Low Cost Marketing Tactics
Setting Achievable Goals and Realistic Expectations
First of all, it’s best to establish what your goals and expectations are of your marketing campaign. It’s very important to set realistic goals.
Surveying To Find Out What Your Customers Want
While large companies spend thousands of dollars each year trying to determine what their customers want from their business, small businesses should be able to take advantage of their size and easier access to customers.
Direct mail questionnaires, telemarketing surveys, focus groups, and other techniques are effective methods of understanding your customers and prospects, but they can be costly and time-consuming. You can save money while getting the information you need by running informal versions of these methods.
For example, instead of hiring a firm to run a focus group, invite a few of your best customers out to a nice dinner and ask them for an informal appraisal of your product or service. This will allow you to get important, customer-driven input and ideas for a fraction of the cost. And it allows you to ask many more questions than you could over the phone or through man-on-the-street interviews.
Marketers estimate that acquiring a new customer costs five to eight times more than keeping an existing one, so in industries with heavy customer turn-over, limited marketing dollars should be focused on retaining existing business.
Any combination of the following programs can help you retain customers not only by providing a useful service, but also by making customers feel appreciated and more likely to come again.
• Get Customers Involved
You can motivate customers for very little money by getting them involved with your business on an emotional or experiential level. When LifeSavers candy was considering replacing the pineapple flavor in its five pack, it asked customers to vote on a new flavor to take its place. More than 1 million customers voted via a special Web site and toll-free number to keep the existing pineapple flavor, energizing LifeSavers customer base and getting a great deal of publicity in the process. Mars, Inc. has also used this approach with their M&M candies line. Voters are given the opportunity to vote on new colors thus getting them emotionally involved in the decision making process; giving them a sense of ownership and loyalty.
• Develop Loyalty Programs
Companies frequently develop loyalty programs that reward repeat customers with free products or services. Almost all airlines, for example, have some form of frequent flier program that allows customers to trade miles for free travel or products. Sandwich shops and grocery stores often have frequent eater cards that use a distinctive stamp to tally each time a customer buys a sandwich. After customers accumulate a certain number of stamps, they get the next sandwich free. Such programs are easily developed to increase repeat business.

▶ **Given information**:
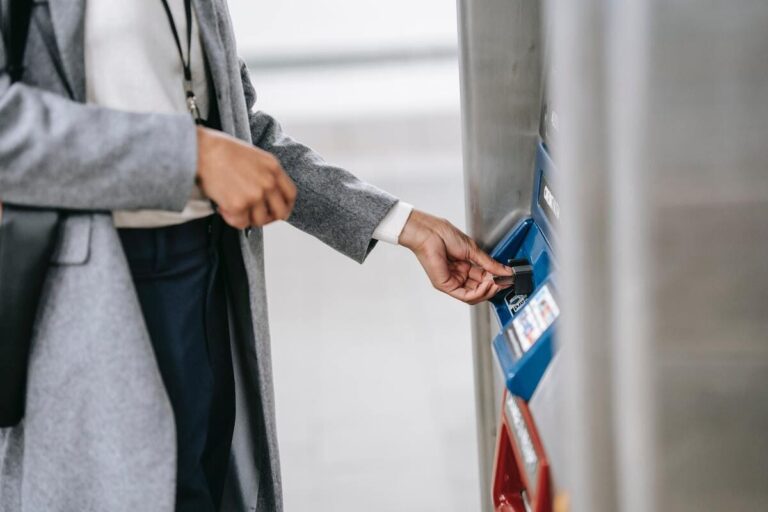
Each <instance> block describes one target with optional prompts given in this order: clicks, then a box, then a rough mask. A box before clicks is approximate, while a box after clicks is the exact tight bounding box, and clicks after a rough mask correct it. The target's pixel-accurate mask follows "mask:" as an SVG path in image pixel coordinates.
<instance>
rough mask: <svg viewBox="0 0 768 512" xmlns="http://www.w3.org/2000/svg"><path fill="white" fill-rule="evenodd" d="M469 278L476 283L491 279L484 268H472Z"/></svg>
mask: <svg viewBox="0 0 768 512" xmlns="http://www.w3.org/2000/svg"><path fill="white" fill-rule="evenodd" d="M469 277H470V278H472V279H474V280H475V281H484V280H486V279H490V278H491V275H490V274H489V273H488V272H486V271H485V269H484V268H482V267H475V266H470V267H469Z"/></svg>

▶ **Work request**: Retype the part of the marketing tactics text starting at "Surveying To Find" and ending at "of these methods.".

▶ **Output of the exercise**:
Surveying To Find Out What Your Customers Want
While large companies spend thousands of dollars each year trying to determine what their customers want from their business, small businesses should be able to take advantage of their size and easier access to customers.
Direct mail questionnaires, telemarketing surveys, focus groups, and other techniques are effective methods of understanding your customers and prospects, but they can be costly and time-consuming. You can save money while getting the information you need by running informal versions of these methods.